---------- DATA TO USE

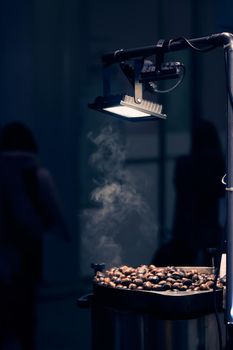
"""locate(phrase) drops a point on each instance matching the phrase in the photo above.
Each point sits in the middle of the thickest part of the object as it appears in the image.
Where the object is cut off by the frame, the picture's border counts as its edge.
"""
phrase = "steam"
(122, 220)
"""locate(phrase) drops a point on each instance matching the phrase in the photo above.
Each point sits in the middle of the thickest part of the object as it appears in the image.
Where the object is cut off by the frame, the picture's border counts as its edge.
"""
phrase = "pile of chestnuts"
(152, 278)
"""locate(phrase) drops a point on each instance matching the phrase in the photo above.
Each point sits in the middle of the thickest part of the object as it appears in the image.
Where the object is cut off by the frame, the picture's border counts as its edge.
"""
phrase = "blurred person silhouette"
(197, 182)
(29, 207)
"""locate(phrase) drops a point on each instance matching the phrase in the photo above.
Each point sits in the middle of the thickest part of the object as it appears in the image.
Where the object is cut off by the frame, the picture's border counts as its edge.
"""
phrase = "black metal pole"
(120, 55)
(224, 40)
(229, 188)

--------------------

■ **WHAT TO WORK ON**: Your reply should hold only the records, duplicated exactly, without any image.

■ **OUTPUT OF THE TASK**:
"""locate(phrase) drops a point on each instance matching the phrase in the photo above.
Each point sits in the middle of the thickest part of the object as it appears in the image.
Where the object is cut off by the frame, the picture's border counts as its edge.
"""
phrase = "steam"
(122, 220)
"""locate(phrase) drops a point on each instance matching the phrase in the photo above.
Each point sits in the middle of the thickest part of the object as it appears in the image.
Where the object is cut off by the frame, the picture's border counts as its edge.
"""
phrase = "pile of chestnuts"
(152, 278)
"""locate(phrase) drops a point on each instance matching the phrase in the photo above.
Each point sits in the middle of the thickest part of the object as it appears in the image.
Where the object is cut off by the frame, the picture's border counts as its edge.
"""
phrase = "blurred person silhouette"
(197, 182)
(29, 207)
"""locate(phrase) drops a point on each instance matching the phrase in the photo above.
Each point sits in the middle of the thickest part of the object as it appears in the image.
Where the object is cut off by the frame, the picture's border counts as its edge.
"""
phrase = "black metal pole"
(120, 55)
(224, 40)
(229, 188)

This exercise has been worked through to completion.